• Lines of data:
———

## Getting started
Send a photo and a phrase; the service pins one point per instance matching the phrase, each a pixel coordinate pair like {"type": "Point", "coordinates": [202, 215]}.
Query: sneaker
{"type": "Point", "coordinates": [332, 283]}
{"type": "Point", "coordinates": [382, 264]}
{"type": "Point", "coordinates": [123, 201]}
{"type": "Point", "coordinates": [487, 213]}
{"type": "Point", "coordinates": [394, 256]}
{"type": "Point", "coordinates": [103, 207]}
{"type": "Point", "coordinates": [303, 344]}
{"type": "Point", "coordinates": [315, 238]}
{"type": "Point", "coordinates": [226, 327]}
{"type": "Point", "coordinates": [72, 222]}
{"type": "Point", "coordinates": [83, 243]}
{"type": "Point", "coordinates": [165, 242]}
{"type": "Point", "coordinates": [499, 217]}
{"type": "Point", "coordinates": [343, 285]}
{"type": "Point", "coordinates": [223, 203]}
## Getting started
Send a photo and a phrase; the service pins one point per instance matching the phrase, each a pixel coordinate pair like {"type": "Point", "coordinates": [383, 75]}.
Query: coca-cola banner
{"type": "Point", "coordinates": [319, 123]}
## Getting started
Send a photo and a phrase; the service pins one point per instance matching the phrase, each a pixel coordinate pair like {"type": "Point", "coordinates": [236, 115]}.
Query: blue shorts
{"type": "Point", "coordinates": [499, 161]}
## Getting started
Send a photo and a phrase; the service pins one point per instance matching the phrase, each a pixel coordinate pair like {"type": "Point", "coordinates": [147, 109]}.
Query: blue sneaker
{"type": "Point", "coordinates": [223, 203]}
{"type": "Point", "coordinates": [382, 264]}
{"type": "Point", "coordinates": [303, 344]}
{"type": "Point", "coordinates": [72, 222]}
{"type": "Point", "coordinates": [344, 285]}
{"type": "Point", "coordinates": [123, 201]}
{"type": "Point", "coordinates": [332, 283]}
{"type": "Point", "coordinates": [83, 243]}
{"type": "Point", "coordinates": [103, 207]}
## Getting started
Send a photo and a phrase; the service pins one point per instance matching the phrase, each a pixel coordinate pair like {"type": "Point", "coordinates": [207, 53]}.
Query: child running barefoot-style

———

• Problem statement: Return all of the entries word for word.

• Response to this exercise:
## Getting started
Send a photo and a phrase; the service pins one point per instance matching the phrase, each a pixel coordinate pair like {"type": "Point", "coordinates": [202, 215]}.
Query: sneaker
{"type": "Point", "coordinates": [332, 283]}
{"type": "Point", "coordinates": [382, 264]}
{"type": "Point", "coordinates": [123, 201]}
{"type": "Point", "coordinates": [487, 213]}
{"type": "Point", "coordinates": [394, 256]}
{"type": "Point", "coordinates": [103, 207]}
{"type": "Point", "coordinates": [303, 344]}
{"type": "Point", "coordinates": [315, 238]}
{"type": "Point", "coordinates": [226, 327]}
{"type": "Point", "coordinates": [72, 222]}
{"type": "Point", "coordinates": [83, 243]}
{"type": "Point", "coordinates": [165, 242]}
{"type": "Point", "coordinates": [499, 217]}
{"type": "Point", "coordinates": [343, 285]}
{"type": "Point", "coordinates": [223, 203]}
## Getting started
Send a photo and a phrase; the service pins one point per instance matching the phrase, each a pixel coordinate pair like {"type": "Point", "coordinates": [383, 75]}.
Query: coca-cola banner
{"type": "Point", "coordinates": [319, 123]}
## Getting started
Send a photo and a phrase; the service pins one point per instance matching the phrase, each a pixel coordinate pair like {"type": "Point", "coordinates": [236, 115]}.
Query: blue shorts
{"type": "Point", "coordinates": [499, 161]}
## Getting started
Send a photo and a phrase; the service pins one point per instance matching the phrase, each a pixel coordinate pair like {"type": "Point", "coordinates": [147, 109]}.
Query: blue sneaker
{"type": "Point", "coordinates": [223, 203]}
{"type": "Point", "coordinates": [382, 264]}
{"type": "Point", "coordinates": [303, 344]}
{"type": "Point", "coordinates": [72, 222]}
{"type": "Point", "coordinates": [344, 285]}
{"type": "Point", "coordinates": [123, 201]}
{"type": "Point", "coordinates": [332, 283]}
{"type": "Point", "coordinates": [83, 243]}
{"type": "Point", "coordinates": [103, 207]}
## Getting started
Send a photo and a phrase; the service pins one point per instance matching the phrase, each a pixel coordinate pair like {"type": "Point", "coordinates": [207, 53]}.
Query: child running barefoot-style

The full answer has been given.